=== WHAT YOU NEED TO DO ===
Every entry below must appear again, exactly as written.

=== DATA FOR THE TASK ===
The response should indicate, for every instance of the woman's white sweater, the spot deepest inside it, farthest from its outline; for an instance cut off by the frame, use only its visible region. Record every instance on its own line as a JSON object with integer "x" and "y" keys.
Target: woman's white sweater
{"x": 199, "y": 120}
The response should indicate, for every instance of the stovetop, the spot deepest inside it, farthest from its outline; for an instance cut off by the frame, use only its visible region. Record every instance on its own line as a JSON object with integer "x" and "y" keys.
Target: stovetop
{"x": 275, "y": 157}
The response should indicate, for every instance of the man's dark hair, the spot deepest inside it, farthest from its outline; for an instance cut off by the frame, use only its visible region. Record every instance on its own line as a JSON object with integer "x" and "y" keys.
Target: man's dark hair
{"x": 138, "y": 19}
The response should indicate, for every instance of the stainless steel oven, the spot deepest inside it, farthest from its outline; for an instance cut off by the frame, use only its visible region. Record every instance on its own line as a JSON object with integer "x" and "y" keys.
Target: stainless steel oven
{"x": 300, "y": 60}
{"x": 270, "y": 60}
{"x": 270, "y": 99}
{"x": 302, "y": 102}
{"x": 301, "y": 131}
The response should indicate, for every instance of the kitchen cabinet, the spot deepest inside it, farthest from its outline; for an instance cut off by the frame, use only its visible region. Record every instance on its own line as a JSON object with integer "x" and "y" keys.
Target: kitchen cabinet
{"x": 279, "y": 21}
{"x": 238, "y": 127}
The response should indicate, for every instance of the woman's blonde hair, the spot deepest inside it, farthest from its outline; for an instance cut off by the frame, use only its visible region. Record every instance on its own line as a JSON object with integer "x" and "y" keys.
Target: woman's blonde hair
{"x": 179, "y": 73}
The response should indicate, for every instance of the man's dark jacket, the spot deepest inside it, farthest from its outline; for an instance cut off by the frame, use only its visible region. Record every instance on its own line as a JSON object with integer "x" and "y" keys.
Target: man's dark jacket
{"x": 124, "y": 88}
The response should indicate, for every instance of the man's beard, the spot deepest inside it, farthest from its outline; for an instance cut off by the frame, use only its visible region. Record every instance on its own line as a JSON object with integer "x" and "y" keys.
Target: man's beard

=== RESULT FOR THIS TASK ===
The response should indicate, for every instance of the woman's white sweater, the spot deepest inside it, farthest from its outline; for an instance cut off by the frame, use only its visible region. Record every instance on its own line as a JSON object with integer "x" and "y" keys.
Target: woman's white sweater
{"x": 199, "y": 120}
The response should indicate, for every instance of the stovetop, the spot deepest inside it, farthest from its outline; for an instance cut off by the frame, use only its visible region. Record every instance on its own line as a JSON object with integer "x" and "y" keys.
Target: stovetop
{"x": 275, "y": 157}
The response should indicate, for every instance of the man's dark hair, the spot deepest inside it, farthest from its outline; for an instance cut off by the frame, use only its visible region. Record every instance on its own line as a JSON object with integer "x" and "y" keys.
Target: man's dark hair
{"x": 138, "y": 19}
The response should indicate, for every instance of the stainless steel oven, the spot deepest inside it, farthest from its outline; for an instance cut off by the frame, use only its visible region. Record every instance on its own line as a JSON object with integer "x" and "y" keys.
Target: stainless steel oven
{"x": 300, "y": 60}
{"x": 270, "y": 60}
{"x": 270, "y": 99}
{"x": 302, "y": 102}
{"x": 301, "y": 131}
The response should indicate, for every instance of the kitchen cabinet, the spot deepest inside it, farthest from its outline; for an instance cut off by the frame, use only its visible region. Record every instance on its own line as a JSON object with integer "x" and "y" keys.
Target: kitchen cabinet
{"x": 279, "y": 21}
{"x": 238, "y": 127}
The response should indicate, for every instance of the woman's blonde hair, the spot deepest inside it, farthest from its outline; for an instance cut off by the frame, use only its visible region. Record every instance on its own line as a JSON object with integer "x" and "y" keys.
Target: woman's blonde hair
{"x": 179, "y": 73}
The response should indicate, for every instance of the man's dark jacket, the spot deepest inside it, farthest from its outline; for an instance cut off by the frame, use only its visible region. Record every instance on its own line as a JSON object with integer "x" and "y" keys.
Target: man's dark jacket
{"x": 124, "y": 88}
The response should indicate, for every instance of the man's beard, the spot deepest inside it, farthest from its outline; for an instance cut off by the frame, use only its visible region. Record every instance on its own line as a JSON object with integer "x" and "y" keys.
Target: man's beard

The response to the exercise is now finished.